# STATED EXERCISE 1
Answer these questions about the interview with Mariela E. Camisassa:
(a) For about how many years has she been practicing law?
(b) What firm does she work for?
(c) In what year did she pass the bar exam?
# STATED EXERCISE 2
From the interview with Mariela E. Camisassa, retype word for word the part that opens with the words containing "We represent all" and closes with "attorney for Esperanza?".

# DOCUMENT SECTION
Mariela E. Camisassa
Pro Bono Attorney
How long have you been practicing law?
I have been practicing law for about 8 years.
What area of law do you specialize in?
We represent all types of clients in removal proceedings as well as family based petitions. We handle a large amount of children's cases in which children are seeking asylum or special immigrant juvenile status, SIJS.
If you work for a firm, which firm?
Manduely & Camisassa, PC.
Why did you choose to volunteer with Esperanza?
I started volunteering for Esperanza right after I passed the bar exam in 2009. I became aware of their outstanding work through a friend and I immediately felt that I wanted to be a part of what they were doing. From the beginning I loved the fact that Esperanza existed. In my mind they were an amazing organization with very well trained attorneys that provided excellent representation to children and families in need. I would say I chose Esperanza because of their advocacy and professionalism.
What was your experience like as a pro bono attorney for Esperanza?
My experience has always been positive. They have always answered all my questions and I have received the training that I needed from Esperanza to efficiently represent children
Tell us a little bit about your client’s form of relief and claim. What was the result in the case?

# DATA BLOCK
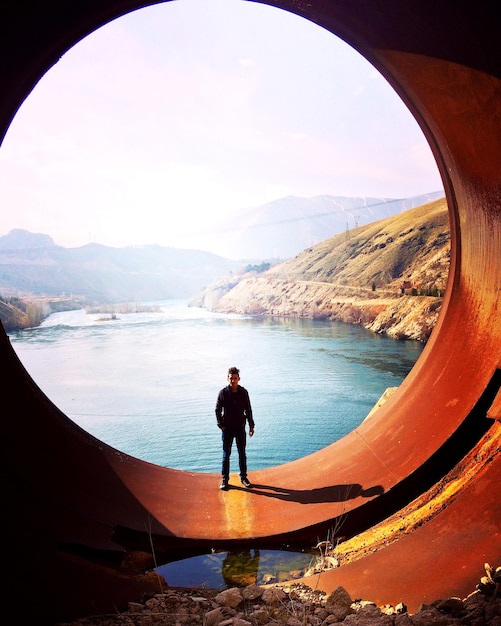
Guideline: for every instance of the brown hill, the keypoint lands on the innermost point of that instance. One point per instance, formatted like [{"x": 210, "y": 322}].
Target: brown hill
[{"x": 389, "y": 276}]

# WORKED SOLUTION 1
(a) About 8 years.
(b) Manduely & Camisassa, PC.
(c) 2009.

# WORKED SOLUTION 2
We represent all types of clients in removal proceedings as well as family based petitions. We handle a large amount of children's cases in which children are seeking asylum or special immigrant juvenile status, SIJS.
If you work for a firm, which firm?
Manduely & Camisassa, PC.
Why did you choose to volunteer with Esperanza?
I started volunteering for Esperanza right after I passed the bar exam in 2009. I became aware of their outstanding work through a friend and I immediately felt that I wanted to be a part of what they were doing. From the beginning I loved the fact that Esperanza existed. In my mind they were an amazing organization with very well trained attorneys that provided excellent representation to children and families in need. I would say I chose Esperanza because of their advocacy and professionalism.
What was your experience like as a pro bono attorney for Esperanza?